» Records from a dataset
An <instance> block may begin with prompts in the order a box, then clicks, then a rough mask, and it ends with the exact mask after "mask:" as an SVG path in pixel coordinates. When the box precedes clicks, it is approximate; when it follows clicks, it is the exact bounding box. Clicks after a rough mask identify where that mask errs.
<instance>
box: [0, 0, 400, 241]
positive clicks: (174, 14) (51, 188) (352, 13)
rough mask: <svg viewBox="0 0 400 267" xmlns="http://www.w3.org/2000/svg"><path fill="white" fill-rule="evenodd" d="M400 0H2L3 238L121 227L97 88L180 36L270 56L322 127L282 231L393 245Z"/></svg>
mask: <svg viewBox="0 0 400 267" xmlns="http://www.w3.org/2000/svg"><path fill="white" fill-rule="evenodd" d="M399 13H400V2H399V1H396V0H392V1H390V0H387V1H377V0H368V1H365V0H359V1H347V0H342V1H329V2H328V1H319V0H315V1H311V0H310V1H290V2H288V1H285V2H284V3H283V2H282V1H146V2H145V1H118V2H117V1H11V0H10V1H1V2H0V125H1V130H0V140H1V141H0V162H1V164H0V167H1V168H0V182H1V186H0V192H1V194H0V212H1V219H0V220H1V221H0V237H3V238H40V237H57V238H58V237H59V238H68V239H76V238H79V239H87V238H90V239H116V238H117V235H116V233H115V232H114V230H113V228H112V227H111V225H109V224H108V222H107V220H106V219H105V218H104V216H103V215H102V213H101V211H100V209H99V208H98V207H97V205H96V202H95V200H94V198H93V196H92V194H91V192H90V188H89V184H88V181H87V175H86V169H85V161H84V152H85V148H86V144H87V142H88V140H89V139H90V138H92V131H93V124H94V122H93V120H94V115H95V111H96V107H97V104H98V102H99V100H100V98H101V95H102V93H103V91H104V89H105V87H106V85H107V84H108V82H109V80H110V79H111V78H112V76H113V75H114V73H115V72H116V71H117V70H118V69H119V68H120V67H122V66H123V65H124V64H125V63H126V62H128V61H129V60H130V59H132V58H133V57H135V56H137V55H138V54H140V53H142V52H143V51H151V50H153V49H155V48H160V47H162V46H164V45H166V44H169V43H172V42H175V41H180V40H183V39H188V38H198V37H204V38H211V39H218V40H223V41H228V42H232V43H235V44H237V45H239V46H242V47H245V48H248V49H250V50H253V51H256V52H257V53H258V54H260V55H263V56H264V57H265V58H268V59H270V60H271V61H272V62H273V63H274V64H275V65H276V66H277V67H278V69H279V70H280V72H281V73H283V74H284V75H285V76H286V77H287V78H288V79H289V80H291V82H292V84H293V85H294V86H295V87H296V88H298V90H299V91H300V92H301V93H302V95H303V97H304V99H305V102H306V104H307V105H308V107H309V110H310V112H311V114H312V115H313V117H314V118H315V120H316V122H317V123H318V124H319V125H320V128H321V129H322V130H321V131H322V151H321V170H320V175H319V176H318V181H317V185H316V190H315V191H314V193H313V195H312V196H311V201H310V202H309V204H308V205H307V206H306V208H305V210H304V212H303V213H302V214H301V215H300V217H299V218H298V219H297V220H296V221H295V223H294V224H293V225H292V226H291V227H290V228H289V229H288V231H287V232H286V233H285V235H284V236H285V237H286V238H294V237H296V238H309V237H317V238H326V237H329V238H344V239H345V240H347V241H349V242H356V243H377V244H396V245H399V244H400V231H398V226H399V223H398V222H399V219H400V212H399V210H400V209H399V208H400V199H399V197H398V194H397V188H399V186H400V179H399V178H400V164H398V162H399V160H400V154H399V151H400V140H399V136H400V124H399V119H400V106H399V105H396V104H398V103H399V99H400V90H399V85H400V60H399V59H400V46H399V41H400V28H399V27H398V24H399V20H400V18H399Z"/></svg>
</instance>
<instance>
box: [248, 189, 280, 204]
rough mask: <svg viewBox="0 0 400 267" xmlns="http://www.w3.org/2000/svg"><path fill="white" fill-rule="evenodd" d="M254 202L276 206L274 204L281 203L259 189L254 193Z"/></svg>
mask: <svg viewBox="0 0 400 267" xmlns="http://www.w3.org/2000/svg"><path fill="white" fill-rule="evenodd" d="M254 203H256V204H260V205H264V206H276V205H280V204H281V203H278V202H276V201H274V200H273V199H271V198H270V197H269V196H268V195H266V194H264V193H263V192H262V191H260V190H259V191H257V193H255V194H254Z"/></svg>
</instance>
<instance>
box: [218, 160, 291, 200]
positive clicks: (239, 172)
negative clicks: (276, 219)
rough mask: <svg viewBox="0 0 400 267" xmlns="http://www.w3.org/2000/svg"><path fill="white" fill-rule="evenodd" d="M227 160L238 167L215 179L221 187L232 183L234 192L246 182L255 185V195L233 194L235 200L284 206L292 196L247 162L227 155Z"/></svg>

» WHAT YOU WILL DO
Wherever a line in the entries holds "positive", copy that line.

» WRITTEN RESPONSE
positive clicks: (174, 14) (51, 188) (352, 13)
positive clicks: (239, 172)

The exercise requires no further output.